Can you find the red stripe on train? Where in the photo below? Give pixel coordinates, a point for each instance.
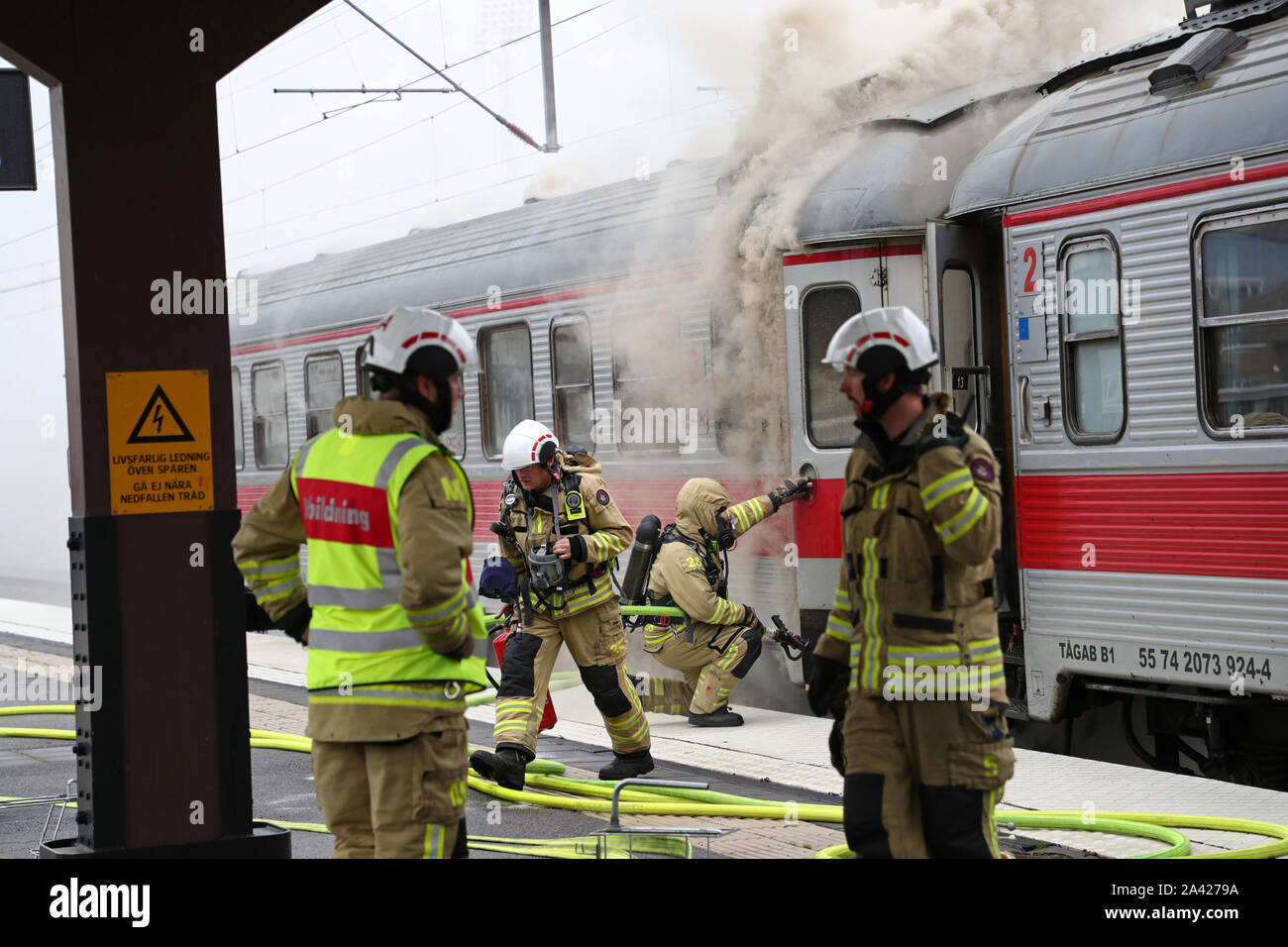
(1159, 192)
(1180, 525)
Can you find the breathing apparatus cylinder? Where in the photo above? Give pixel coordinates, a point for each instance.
(643, 553)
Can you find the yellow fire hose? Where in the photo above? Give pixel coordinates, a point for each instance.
(592, 795)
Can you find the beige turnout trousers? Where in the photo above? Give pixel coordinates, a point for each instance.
(707, 663)
(597, 644)
(395, 799)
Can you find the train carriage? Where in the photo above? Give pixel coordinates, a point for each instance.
(1141, 209)
(1102, 257)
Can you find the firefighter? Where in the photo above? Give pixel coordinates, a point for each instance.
(720, 641)
(387, 615)
(567, 595)
(921, 517)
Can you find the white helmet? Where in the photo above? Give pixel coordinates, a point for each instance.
(529, 442)
(894, 326)
(404, 331)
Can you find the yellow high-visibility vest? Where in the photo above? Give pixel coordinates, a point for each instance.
(362, 643)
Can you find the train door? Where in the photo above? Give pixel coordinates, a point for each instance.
(962, 292)
(965, 315)
(822, 290)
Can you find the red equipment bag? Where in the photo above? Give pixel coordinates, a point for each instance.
(548, 714)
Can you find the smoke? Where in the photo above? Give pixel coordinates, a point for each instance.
(811, 71)
(825, 65)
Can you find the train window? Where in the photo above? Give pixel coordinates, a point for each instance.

=-=-=

Rewrite every line of the records above as a numbered list, skipping blank lines and leaving out the pictures.

### Result of this task
1. Can you find the red stripe on train? Where in the photo below? Give pixel coordinates, a point for each instance.
2. (1159, 192)
3. (1180, 525)
4. Can you find the breathing apparatus cylinder? Where in the photo above? Give pixel coordinates, a point for each instance.
5. (643, 553)
6. Can you find the yellow fire hose? Where in the photo above? Give pixel coordinates, a point for each instance.
7. (592, 795)
8. Can you find the beige turnout trousers? Where in the photo above? Give pixel coordinates, a point for each instance.
9. (707, 663)
10. (597, 644)
11. (395, 799)
12. Can you find the train carriage? Where in the photo above? Give pixel coordinates, a point for each instance.
13. (1141, 209)
14. (1102, 257)
15. Can you find the firefighter? Where in the photo above? Give pixel coordinates, a point for each instance.
16. (720, 641)
17. (387, 615)
18. (567, 595)
19. (921, 517)
20. Can you find the white helmet? Where in the photo above? Give pixel coordinates, a point for each instance.
21. (529, 442)
22. (894, 326)
23. (404, 331)
24. Can you find the yellow high-visibility vest? Where in the photo above? Give pixel coordinates, a point for each instance.
25. (362, 643)
26. Can you find the train door? Where in the photo above? Give pixel coordinates, a point for each instance.
27. (962, 292)
28. (965, 315)
29. (822, 290)
30. Can you find the red equipment bag? Where in the photo above? Give pixel coordinates, a point for each instance.
31. (548, 714)
32. Can you find the smoke? Where in the photo above? Give pixel coordinates, a point for each instance.
33. (811, 71)
34. (825, 65)
35. Can you find the train window? Where in the photo above? Give pixel coordinates, a point for each instance.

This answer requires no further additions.